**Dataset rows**
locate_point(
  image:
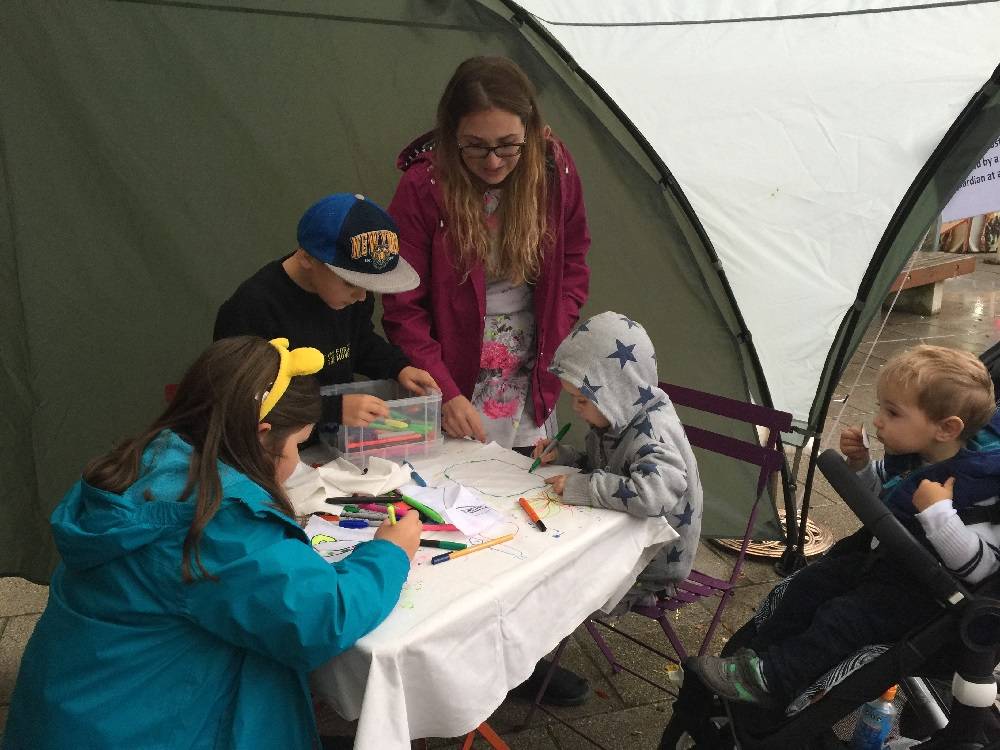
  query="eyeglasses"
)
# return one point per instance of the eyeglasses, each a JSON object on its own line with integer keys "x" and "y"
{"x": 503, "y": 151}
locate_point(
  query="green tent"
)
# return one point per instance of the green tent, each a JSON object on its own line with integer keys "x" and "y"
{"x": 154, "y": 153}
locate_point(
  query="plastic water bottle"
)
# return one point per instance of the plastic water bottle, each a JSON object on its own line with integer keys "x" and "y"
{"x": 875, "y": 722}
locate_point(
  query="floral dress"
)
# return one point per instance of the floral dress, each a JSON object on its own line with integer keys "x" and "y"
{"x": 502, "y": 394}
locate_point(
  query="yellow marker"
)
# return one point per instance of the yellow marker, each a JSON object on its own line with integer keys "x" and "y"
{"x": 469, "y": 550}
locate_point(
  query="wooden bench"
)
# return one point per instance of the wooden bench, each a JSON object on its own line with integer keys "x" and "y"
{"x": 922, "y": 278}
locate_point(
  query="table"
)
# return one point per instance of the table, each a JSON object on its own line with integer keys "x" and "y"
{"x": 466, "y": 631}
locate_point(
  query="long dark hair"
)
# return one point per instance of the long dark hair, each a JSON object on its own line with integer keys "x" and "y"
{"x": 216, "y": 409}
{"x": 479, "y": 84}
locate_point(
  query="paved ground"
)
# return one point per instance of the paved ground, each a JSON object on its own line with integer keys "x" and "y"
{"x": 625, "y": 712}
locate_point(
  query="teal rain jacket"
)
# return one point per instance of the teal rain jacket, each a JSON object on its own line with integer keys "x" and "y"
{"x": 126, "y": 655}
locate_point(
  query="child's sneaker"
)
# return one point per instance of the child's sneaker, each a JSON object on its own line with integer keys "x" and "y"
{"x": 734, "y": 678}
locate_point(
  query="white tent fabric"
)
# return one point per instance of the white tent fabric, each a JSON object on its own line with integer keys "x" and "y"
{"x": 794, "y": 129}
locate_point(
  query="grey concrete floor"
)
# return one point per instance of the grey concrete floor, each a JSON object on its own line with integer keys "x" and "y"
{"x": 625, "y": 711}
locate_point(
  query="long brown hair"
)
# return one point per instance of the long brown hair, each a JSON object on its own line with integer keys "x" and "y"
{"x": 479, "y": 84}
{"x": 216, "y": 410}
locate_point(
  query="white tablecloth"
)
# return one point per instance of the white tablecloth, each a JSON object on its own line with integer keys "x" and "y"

**What to produce**
Write out all the entries exactly, except for the pictures.

**Worked solution**
locate_point(
  image:
  query="eyeglasses"
)
# return one point per instance of the eyeglasses, each a JSON object on its own line with integer keys "x" and "y"
{"x": 503, "y": 151}
locate_point(
  query="green tent"
)
# return one point per instance of the green tent, each a JSON object on its own line with integer keys "x" and "y"
{"x": 154, "y": 153}
locate_point(
  query="plastic water bottle"
)
# return one point per instance of the plastic water bottle, each a JSON object on its own line with integer keys "x" and "y"
{"x": 875, "y": 722}
locate_point(
  query="floral dress"
)
# return one point per instance of the floral dress, each a JSON object on its own line with integer keys "x" and "y"
{"x": 502, "y": 394}
locate_point(
  query="yellow marker"
)
# return one point per instance of the yellow marker, each a JSON object on its own line with integer keys "x" and "y"
{"x": 469, "y": 550}
locate_point(
  query="wooden bench"
)
# return one point per instance of the wooden bench, each a JSON object on its own line with integer keys "x" and "y"
{"x": 922, "y": 278}
locate_point(
  query="table"
)
# return one point per instance of the table, each a JSON object on its own line with integer keys "x" and "y"
{"x": 466, "y": 631}
locate_point(
  query="long dark hair"
)
# return one point per instance of the long dark hair, each a JSON object on its own line with integer keys "x" and "y"
{"x": 216, "y": 409}
{"x": 479, "y": 84}
locate_point(
  query="paved ground"
)
# return one point per instance of the paved ground, each a JSON object on its own line with integer keys "x" and "y"
{"x": 625, "y": 712}
locate_point(
  query="teal rain jacket"
)
# return one point per instance of the teal rain jacket, each a JSON object on its own line with integer keys "x" and "y"
{"x": 126, "y": 655}
locate_point(
  query="child's sneaker"
)
# return one point per instance of the child's sneaker, each a JSON object on its own line with integer keys "x" and "y"
{"x": 734, "y": 678}
locate_point(
  query="white tent fabric"
)
# return one point per instance of the white tent fabric, each a JSON object on its own line with integer keys "x" and "y"
{"x": 794, "y": 129}
locate_point(
  query="grey concrete floor"
)
# return one point per instance of the grey concrete floor, each a JSON object on its own line with integer keys "x" and "y"
{"x": 625, "y": 711}
locate_point(
  query="long brown hair"
)
# return one point per instance of the long brown hair, each a JSON object on its own line with integer keys "x" and "y"
{"x": 479, "y": 84}
{"x": 216, "y": 410}
locate_point(
  query="white tablecloth"
)
# return one point per instance of the white tablecloth, each a JSON object on its own line with integer keys "x" and "y"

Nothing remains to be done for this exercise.